In the TF-IDF class description, what is each term's occurrence count normalized by when term frequency is calculated?

▶ [Source extract]:
************

**Class TFIDF:**

Firstly, the class was initialized with essential attributes such as *corpus, num_documents, vocab, and term_idf_cache*. These attributes were crucial for storing the input documents, keeping track of the number of documents, maintaining the vocabulary set, and caching IDF values to avoid redundant computations.

Next, **methods** were implemented to calculate the Term Frequency (TF) and Inverse Document Frequency (IDF) for each term in the corpus. The TF calculation involved counting term occurrences in each document and normalizing by the total number of words. On the other hand, IDF was computed using the logarithmic formula, considering the number of documents containing each term.

Subsequently, the **fit method** was developed to fit the TF-IDF model on the corpus. During this step, the vocabulary set was constructed by iterating over each document, updating the set with unique terms, and computing document frequencies for each term.

Following the fitting of the model, the **transform method** was created to transform a set of documents into TF-IDF representation. This process involved iterating over each document and term, computing the TF-IDF score by multiplying the TF with IDF, and constructing a sparse TF-IDF matrix using the csr_matrix from SciPy.

************

▶ [Extracted information]:
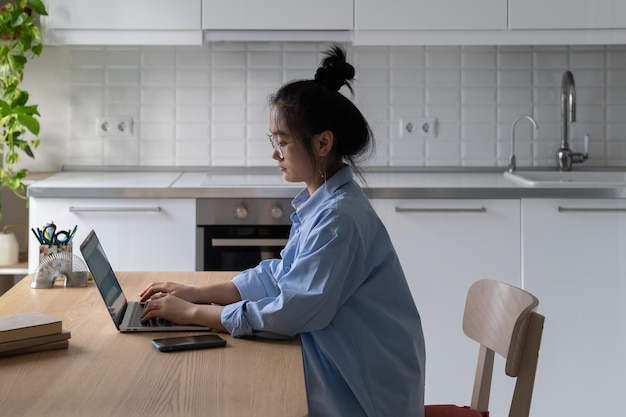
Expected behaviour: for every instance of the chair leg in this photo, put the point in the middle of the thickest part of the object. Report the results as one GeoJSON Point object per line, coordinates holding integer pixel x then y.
{"type": "Point", "coordinates": [482, 380]}
{"type": "Point", "coordinates": [522, 396]}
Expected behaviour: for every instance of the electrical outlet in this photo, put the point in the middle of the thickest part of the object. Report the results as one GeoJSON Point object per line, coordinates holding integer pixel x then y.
{"type": "Point", "coordinates": [418, 128]}
{"type": "Point", "coordinates": [119, 127]}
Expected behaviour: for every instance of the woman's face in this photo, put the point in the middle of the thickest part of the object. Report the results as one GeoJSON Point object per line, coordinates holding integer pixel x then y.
{"type": "Point", "coordinates": [296, 165]}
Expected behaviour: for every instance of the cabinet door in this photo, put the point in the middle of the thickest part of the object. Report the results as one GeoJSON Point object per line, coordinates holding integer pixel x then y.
{"type": "Point", "coordinates": [567, 14]}
{"type": "Point", "coordinates": [137, 234]}
{"type": "Point", "coordinates": [575, 263]}
{"type": "Point", "coordinates": [123, 22]}
{"type": "Point", "coordinates": [430, 14]}
{"type": "Point", "coordinates": [445, 246]}
{"type": "Point", "coordinates": [124, 14]}
{"type": "Point", "coordinates": [278, 15]}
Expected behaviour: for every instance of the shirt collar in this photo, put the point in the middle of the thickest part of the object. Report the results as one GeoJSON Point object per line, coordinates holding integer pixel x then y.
{"type": "Point", "coordinates": [332, 184]}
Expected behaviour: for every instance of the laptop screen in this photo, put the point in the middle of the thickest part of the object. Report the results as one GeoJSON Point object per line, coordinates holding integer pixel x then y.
{"type": "Point", "coordinates": [104, 277]}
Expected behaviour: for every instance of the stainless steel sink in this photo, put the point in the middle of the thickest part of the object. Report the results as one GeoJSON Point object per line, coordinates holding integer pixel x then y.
{"type": "Point", "coordinates": [568, 178]}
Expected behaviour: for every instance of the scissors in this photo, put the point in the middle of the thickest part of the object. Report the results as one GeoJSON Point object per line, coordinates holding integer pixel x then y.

************

▶ [Worked answer]: The total number of words.